## Description of the task
Please print all of the material below, word for word.

— start of Supplied material —

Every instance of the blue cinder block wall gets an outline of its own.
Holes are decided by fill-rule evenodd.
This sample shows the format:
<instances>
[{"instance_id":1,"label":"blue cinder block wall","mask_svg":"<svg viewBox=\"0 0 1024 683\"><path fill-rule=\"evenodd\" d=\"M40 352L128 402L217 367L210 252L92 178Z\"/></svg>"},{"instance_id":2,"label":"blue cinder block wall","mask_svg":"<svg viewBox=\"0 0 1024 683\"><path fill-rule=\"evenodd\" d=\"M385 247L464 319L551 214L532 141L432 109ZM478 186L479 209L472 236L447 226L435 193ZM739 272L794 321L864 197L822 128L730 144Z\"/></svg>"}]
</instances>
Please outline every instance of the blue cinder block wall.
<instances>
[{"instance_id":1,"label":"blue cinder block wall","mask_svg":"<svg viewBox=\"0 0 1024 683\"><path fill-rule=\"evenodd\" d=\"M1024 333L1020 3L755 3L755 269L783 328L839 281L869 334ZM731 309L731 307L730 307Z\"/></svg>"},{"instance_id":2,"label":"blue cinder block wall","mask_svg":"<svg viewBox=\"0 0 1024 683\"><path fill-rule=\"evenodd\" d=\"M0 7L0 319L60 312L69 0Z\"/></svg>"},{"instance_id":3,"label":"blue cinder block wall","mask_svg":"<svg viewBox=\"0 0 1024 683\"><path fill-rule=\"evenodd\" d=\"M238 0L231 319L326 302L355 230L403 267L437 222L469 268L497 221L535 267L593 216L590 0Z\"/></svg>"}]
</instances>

— end of Supplied material —

## Answer
Every instance of the blue cinder block wall gets an outline of its own.
Holes are decided by fill-rule evenodd.
This sample shows the format:
<instances>
[{"instance_id":1,"label":"blue cinder block wall","mask_svg":"<svg viewBox=\"0 0 1024 683\"><path fill-rule=\"evenodd\" d=\"M40 352L128 402L217 367L210 252L92 178Z\"/></svg>"},{"instance_id":2,"label":"blue cinder block wall","mask_svg":"<svg viewBox=\"0 0 1024 683\"><path fill-rule=\"evenodd\" d=\"M385 247L464 319L551 214L532 141L432 109ZM478 186L479 209L472 236L447 226L435 193ZM739 272L794 321L864 197L822 128L730 144Z\"/></svg>"}]
</instances>
Please outline every instance of the blue cinder block wall.
<instances>
[{"instance_id":1,"label":"blue cinder block wall","mask_svg":"<svg viewBox=\"0 0 1024 683\"><path fill-rule=\"evenodd\" d=\"M1024 333L1020 3L755 3L755 269L783 328L839 281L869 334ZM731 309L731 307L730 307Z\"/></svg>"},{"instance_id":2,"label":"blue cinder block wall","mask_svg":"<svg viewBox=\"0 0 1024 683\"><path fill-rule=\"evenodd\" d=\"M0 7L0 319L60 312L69 0Z\"/></svg>"},{"instance_id":3,"label":"blue cinder block wall","mask_svg":"<svg viewBox=\"0 0 1024 683\"><path fill-rule=\"evenodd\" d=\"M238 0L231 319L326 302L355 230L403 267L437 222L469 268L497 221L535 267L593 216L590 0Z\"/></svg>"}]
</instances>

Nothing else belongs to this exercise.